About this exercise: In the entries below, count each line where "identify" appears. Give the total and nothing more.

Records provided:
****************************************

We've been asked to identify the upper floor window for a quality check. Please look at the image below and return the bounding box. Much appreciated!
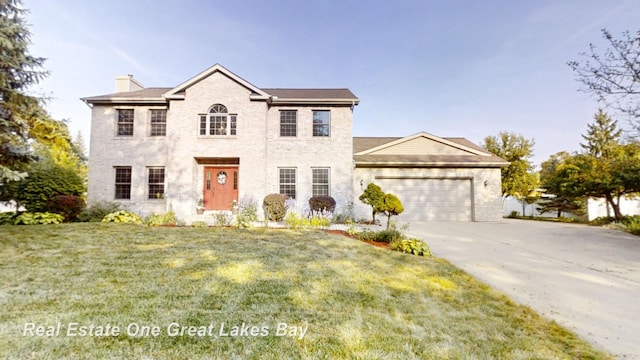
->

****************************************

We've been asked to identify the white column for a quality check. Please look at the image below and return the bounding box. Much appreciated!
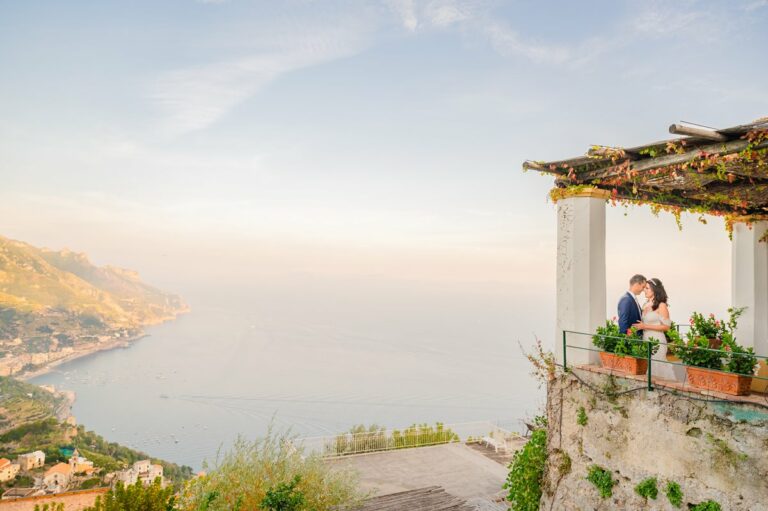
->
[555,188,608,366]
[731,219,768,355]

****************************************

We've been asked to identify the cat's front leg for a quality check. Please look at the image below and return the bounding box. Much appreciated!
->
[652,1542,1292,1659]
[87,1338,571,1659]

****************************************

Answer box: 3